Problem statement => Reproduce exactly, from the line containing "of the distant", every line down to the end of the data below.

The data =>
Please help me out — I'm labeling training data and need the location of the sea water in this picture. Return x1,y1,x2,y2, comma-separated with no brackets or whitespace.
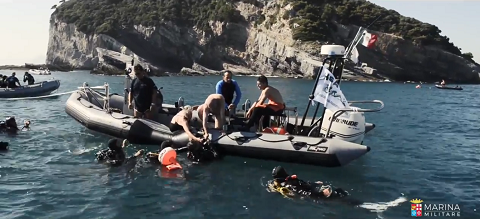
0,71,479,219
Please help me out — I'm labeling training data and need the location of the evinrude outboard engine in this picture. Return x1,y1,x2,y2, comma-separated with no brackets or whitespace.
300,45,366,144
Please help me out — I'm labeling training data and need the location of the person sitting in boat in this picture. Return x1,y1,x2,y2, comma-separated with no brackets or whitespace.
96,139,144,167
216,70,242,116
193,94,226,139
23,72,35,85
268,166,352,201
128,64,158,119
440,79,446,86
0,75,6,88
6,72,21,88
170,105,203,143
241,75,285,131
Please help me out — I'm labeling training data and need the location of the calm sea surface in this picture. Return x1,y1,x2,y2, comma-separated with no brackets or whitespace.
0,71,479,219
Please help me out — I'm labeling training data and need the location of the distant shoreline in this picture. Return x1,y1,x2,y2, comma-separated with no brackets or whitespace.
0,65,28,70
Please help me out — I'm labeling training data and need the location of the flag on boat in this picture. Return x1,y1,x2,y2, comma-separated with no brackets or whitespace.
361,30,378,49
313,67,350,116
346,27,378,64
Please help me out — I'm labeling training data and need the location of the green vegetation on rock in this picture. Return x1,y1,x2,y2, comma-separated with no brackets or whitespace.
53,0,249,37
285,0,471,59
53,0,473,61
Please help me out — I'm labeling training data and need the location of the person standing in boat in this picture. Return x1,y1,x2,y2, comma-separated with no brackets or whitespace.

Response box =>
Please help me out — I'm labeling training data and need the location of the distant shoreline in this picture. Return x1,y1,x2,y2, comma-separated with no brackets or whitespace.
0,65,28,70
Please help me out — I'm labeling training data and need the location of the flag on boat in this picture. Return x1,y1,x2,y2, comma-separated with no brackets or whitespace.
361,30,378,49
313,67,350,116
346,27,378,64
Please help me out — I'm labeling training data and need the location of the green vegetation on rock in this picture. Return x1,y1,x2,y2, comma-separated with no brackets or whitespace.
53,0,249,37
285,0,471,59
53,0,473,61
Please help me out — I'm labeling training data and need the location of the person standing in boat in this picture. Return x1,y1,x2,y2, comma-separated with no brackets or whitespace.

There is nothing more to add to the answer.